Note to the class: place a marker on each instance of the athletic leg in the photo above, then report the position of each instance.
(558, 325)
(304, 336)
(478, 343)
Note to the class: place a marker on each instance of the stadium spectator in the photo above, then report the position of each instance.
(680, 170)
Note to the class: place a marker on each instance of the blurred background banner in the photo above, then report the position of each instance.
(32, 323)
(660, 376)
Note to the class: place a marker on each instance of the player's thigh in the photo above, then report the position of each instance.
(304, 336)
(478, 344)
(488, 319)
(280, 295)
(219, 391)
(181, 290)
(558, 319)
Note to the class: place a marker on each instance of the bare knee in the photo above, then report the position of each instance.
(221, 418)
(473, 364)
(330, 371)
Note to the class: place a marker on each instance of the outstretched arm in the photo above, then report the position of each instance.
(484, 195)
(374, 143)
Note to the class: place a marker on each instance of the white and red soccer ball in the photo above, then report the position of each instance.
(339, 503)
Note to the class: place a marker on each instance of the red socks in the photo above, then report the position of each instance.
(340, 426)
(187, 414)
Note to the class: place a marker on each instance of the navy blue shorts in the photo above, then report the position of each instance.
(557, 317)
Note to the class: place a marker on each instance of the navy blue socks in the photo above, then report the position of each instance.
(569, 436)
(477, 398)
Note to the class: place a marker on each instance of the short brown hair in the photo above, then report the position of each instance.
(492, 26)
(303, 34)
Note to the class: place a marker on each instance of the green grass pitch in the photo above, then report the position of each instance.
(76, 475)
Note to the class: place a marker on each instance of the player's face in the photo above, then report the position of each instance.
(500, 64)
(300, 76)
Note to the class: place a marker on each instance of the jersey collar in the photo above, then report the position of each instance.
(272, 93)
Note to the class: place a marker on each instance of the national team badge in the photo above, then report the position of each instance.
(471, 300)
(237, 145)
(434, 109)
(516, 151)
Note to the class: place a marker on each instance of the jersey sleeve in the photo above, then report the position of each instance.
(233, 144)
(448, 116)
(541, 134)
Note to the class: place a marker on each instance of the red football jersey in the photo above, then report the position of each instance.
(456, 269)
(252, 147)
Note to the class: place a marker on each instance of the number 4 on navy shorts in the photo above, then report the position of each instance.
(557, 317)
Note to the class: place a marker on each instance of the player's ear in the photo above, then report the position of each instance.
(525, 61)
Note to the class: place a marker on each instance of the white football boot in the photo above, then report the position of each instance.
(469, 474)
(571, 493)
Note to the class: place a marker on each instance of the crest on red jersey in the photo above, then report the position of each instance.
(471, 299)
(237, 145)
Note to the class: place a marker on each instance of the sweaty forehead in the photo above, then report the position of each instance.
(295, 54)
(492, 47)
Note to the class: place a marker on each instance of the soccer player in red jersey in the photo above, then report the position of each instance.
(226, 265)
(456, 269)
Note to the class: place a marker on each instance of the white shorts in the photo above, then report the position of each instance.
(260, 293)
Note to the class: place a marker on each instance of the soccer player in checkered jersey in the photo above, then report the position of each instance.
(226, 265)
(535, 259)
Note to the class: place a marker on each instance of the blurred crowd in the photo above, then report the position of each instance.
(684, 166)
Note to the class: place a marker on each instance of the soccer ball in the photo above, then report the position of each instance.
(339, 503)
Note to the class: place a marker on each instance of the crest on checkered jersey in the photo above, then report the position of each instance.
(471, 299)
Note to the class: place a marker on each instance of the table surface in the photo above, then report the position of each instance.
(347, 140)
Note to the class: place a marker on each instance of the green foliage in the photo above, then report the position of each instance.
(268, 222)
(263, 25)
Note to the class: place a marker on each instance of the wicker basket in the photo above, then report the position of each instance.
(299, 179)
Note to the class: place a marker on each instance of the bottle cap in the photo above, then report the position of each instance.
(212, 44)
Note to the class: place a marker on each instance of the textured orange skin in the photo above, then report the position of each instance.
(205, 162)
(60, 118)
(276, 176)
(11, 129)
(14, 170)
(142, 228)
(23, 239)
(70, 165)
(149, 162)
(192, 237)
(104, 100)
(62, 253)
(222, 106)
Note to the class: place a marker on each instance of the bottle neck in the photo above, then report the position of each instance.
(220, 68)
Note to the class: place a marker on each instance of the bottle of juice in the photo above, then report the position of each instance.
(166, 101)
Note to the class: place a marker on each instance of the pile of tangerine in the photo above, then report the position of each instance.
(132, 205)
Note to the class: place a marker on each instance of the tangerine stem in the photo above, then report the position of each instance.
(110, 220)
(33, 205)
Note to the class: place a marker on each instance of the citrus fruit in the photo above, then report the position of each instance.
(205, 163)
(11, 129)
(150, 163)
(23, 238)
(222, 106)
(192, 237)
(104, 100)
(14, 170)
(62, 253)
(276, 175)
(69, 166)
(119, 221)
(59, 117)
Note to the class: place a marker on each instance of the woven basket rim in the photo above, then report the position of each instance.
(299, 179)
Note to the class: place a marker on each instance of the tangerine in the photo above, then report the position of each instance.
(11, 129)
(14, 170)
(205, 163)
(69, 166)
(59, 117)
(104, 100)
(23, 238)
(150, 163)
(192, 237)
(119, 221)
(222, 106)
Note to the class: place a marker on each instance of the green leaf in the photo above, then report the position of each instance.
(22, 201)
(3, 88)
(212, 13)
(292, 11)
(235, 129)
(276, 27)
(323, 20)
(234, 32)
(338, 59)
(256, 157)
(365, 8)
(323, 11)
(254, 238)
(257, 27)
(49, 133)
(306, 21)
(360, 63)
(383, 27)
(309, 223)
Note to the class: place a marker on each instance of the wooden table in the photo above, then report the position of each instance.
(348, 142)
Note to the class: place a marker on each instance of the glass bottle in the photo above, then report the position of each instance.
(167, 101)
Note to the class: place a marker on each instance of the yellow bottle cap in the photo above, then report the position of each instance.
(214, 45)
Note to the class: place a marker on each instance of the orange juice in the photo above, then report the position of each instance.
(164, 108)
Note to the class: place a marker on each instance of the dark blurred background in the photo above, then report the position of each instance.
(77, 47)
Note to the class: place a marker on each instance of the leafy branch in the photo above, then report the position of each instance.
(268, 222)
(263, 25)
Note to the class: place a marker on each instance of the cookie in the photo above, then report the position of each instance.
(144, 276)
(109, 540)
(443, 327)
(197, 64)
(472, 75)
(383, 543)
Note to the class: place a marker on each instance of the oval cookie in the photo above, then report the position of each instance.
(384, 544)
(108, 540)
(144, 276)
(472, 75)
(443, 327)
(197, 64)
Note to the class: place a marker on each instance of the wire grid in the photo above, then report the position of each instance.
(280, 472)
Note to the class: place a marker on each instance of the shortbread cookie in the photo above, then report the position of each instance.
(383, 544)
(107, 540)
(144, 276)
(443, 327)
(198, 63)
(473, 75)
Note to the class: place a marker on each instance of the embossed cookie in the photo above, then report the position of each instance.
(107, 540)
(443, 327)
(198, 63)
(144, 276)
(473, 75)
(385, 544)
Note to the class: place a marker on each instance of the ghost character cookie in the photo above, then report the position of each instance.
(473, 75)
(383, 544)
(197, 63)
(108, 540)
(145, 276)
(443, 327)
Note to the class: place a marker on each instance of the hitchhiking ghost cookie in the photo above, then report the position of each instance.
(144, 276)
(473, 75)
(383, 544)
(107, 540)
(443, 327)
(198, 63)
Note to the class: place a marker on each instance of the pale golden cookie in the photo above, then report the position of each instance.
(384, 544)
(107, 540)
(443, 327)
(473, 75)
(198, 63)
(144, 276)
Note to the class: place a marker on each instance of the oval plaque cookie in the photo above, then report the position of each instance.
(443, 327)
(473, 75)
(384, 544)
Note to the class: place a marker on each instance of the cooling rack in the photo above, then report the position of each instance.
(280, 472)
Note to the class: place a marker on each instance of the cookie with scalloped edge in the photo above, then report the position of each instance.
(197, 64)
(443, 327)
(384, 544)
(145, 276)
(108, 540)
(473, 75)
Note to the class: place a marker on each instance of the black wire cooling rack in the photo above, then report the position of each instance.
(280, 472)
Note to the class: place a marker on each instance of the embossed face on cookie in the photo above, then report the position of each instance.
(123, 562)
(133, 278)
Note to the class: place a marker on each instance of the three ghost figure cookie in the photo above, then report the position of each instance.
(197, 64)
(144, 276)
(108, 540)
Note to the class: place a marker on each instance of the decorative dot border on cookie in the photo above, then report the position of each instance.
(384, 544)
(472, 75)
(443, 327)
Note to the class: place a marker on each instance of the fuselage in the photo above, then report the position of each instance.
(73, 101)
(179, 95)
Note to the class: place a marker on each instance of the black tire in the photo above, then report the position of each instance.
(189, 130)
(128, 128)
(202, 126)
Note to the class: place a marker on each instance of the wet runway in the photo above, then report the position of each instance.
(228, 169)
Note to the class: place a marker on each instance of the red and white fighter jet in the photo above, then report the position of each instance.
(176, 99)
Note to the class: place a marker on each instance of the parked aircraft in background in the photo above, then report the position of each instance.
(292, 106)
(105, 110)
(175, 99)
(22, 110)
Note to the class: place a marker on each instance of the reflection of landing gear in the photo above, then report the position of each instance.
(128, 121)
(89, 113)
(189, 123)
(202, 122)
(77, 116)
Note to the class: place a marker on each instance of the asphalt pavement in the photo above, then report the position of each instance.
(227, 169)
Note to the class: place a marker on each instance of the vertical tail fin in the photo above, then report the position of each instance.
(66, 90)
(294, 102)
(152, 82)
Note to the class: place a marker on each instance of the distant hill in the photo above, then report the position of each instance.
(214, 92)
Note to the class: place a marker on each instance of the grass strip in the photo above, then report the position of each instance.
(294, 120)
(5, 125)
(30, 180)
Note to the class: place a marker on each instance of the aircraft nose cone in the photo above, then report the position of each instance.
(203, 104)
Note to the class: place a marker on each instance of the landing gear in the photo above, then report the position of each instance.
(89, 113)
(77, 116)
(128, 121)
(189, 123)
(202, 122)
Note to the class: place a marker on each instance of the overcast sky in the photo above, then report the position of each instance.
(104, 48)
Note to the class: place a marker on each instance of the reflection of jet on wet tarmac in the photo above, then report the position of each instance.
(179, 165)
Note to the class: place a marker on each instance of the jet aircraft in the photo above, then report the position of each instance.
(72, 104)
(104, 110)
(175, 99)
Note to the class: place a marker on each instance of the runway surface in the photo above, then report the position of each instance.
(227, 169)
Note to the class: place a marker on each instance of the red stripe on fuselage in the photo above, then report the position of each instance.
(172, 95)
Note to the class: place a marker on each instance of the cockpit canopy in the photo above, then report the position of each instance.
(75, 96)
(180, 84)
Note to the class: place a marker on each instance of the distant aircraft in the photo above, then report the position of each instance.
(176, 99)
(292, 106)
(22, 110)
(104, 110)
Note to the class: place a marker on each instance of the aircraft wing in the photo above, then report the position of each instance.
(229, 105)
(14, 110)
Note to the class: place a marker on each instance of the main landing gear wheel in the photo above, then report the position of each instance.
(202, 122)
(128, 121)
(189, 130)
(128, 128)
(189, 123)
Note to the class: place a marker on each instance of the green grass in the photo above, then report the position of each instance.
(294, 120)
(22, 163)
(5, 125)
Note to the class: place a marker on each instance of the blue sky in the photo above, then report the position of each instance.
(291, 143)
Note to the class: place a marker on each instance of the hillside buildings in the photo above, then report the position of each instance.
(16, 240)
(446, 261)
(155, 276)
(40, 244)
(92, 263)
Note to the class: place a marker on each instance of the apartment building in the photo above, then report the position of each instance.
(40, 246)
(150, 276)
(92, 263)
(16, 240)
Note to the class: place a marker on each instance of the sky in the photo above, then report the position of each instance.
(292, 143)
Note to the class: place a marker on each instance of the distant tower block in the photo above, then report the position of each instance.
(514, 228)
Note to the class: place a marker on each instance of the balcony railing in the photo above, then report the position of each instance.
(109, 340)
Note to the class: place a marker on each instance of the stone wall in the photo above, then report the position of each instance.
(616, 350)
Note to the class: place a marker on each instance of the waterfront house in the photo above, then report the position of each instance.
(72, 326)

#### [Short exercise]
Write out the records again word for word, starting at the line that contains "of the main" and continuing through the end of the records, with both of those ends included.

#### [Solution]
Note to the class: place a marker on each instance of the main landing gear wheel in the photo above, then report the position of each instance.
(202, 122)
(128, 121)
(189, 130)
(128, 128)
(189, 123)
Note to the class: place a marker on each instance of the green grass in the photo above, then report the position of each instance.
(294, 120)
(22, 163)
(5, 125)
Note to the class: place a marker on each instance of the blue sky in the photo above, then report the position of each instance.
(291, 143)
Note to the class: place a marker on each instance of the hillside buildings in the photo above, then report the position of each instance.
(16, 240)
(446, 261)
(155, 276)
(40, 244)
(92, 263)
Note to the class: place a marker on each instance of the apartment building in the photo above, then report the position of each instance.
(40, 246)
(150, 276)
(92, 263)
(16, 240)
Note to the class: place a marker on each instance of the sky in the photo above, then report the position of each instance.
(292, 143)
Note to the class: place a marker on each instance of the distant tower block in the photo above, then report the position of each instance.
(514, 228)
Note to the class: place a marker on each instance of the balcony railing in the photo above, then report the position of each instance.
(109, 340)
Note to the class: place a marker on each instance of the stone wall in the photo above, then report the position of each instance.
(616, 350)
Note to the class: place a marker on each instance of the waterfront house in the photo above, then report the position of each instance.
(72, 326)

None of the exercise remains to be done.